De overgang van leven naar dood is geen simpele overgang. Het leven van
de overledene zal gewogen moeten worden. Voor dat leven nemen de
overlevenden gezamenlijk de verantwoordelijkheid door voor de zielenrust
van de overledene te bidden. Katholieken zijn ervan overtuigd dat God
begrijpt hoe gecompliceerd het leven van de mens is en hem accepteert
zoals hij is. Niet meer; wie goed heeft geleefd gaat naar de hemel en
wie slecht heeft geweest naar de hel. De mens blijft voor Hem leven, ook
wanneer hij gestorven is.
Dit wordt met gebaren gesymboliseerd. Zo wordt de dode besprenkeld met
wijwater. Dit kun je zien als een herinnering aan de doop, een overgang
van dood naar leven. Ook wordt de dode bewierookt om aan te geven dat
hij in zijn lichamelijkheid heilig is voor God.
De priester of pastor speelt een belangrijke rol bij de begrafenis of
crematie. Sinds de jaren 60 van de 20e eeuw maakt de katholieke kerk
geen bezwaar meer tegen crematie. Voorafgaand aan de crematie vindt er
meestal een Eucharistieviering of een woord- en gebedsdienst in de
parochiekerk plaats. Indien mogelijk zal de pastor na deze viering
meegaan naar het crematorium maar als daar geen tijd voor is worden de
laatste plechtigheden overgelaten aan de uitvaartverzorger. De woord- en
gebedsdienst kan, indien gewenst door de nabestaanden, ook plaatsvinden
in de aula van het crematorium.

^^^^

OPDRACHT: Schrijf de tekst over de katholieke uitvaart verder, te beginnen na de laatste zin.

GEËXTRAHEERDE GEGEVENS:

^^^^

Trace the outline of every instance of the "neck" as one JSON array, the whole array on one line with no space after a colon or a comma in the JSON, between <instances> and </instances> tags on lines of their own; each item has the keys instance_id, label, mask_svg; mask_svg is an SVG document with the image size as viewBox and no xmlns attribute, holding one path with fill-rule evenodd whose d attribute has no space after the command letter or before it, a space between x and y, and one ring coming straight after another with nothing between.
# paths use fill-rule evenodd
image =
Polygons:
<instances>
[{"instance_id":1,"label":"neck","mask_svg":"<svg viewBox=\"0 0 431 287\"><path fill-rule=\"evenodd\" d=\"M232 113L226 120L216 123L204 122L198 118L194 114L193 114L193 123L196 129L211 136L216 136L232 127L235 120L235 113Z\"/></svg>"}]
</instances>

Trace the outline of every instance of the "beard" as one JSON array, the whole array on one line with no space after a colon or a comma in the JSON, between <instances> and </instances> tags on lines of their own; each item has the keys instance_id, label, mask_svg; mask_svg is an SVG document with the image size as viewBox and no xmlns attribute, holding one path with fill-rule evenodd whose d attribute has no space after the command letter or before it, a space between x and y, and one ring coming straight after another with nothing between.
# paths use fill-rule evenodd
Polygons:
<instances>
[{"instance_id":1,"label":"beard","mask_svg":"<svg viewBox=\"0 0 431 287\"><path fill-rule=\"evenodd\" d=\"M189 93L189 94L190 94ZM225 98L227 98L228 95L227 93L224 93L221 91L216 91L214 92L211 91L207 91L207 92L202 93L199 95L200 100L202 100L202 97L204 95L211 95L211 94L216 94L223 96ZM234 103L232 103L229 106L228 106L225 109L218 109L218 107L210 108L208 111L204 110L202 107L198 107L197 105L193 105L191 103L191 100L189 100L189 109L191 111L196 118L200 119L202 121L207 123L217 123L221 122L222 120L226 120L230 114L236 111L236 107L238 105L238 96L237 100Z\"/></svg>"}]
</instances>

^^^^

UITWERKING:
De uitvaartmis is traditioneel vastgelegd in de zogeheten requiemmis
(requiem aeternam; geef Heer eeuwige rust),
gericht op de reiniging en de rust van de ziel van de overledene. Bij
jonge kinderen werd er vroeger een 'engelenmis' opgedragen waarbij werd uitgegaan van de reinheid van de kinderziel die naar de hemel zou
gaan. Dit is echter in onbruik geraakt. Momenteel is de kerkdienst meer
gericht op het steunen van degenen die achterblijven dan dat er iets
"extra's" gedaan wordt om de overledene op een mooier plekje
in de hemel te krijgen. In de meeste gevallen is er sprake van een samenspraak tussen
de pastor en de nabestaanden om teksten en liederen samen te voegen tot
een persoonlijke religieuze bijeenkomst.
Was het vroeger traditie om bij de dode te waken tot het tijdstip van de
uitvaart, nu gebeurt dat enkel soms nog indien de overledene thuis ligt
opgebaard. Wel wordt vaak nog een avondwake gehouden op de avond voor de
uitvaart. Dit gebeurt dan vaak in de kerk of in een aula. De levensloop van de overledene wordt gememoreerd en door de nabestaanden wordt voor
hem gebeden, er worden
teksten gelezen en liederen gezongen.
Na de avondwake is er soms gelegenheid tot condoleren van de
nabestaanden en het tekenen van een condoleanceregister, meestal echter
gebeurt dit na de uitvaartplechtigheid.
De uitvaart
Op de dag van de uitvaart nemen de nabestaanden afscheid van de
overledene en begeleiden zij de kist naar de kerk. Meestal worden
hierbij bloemen op de kist gelegd. Als men de kerk binnengaat loopt de
priester te stoet tegemoet en besprenkeld hij de kist met wijwater.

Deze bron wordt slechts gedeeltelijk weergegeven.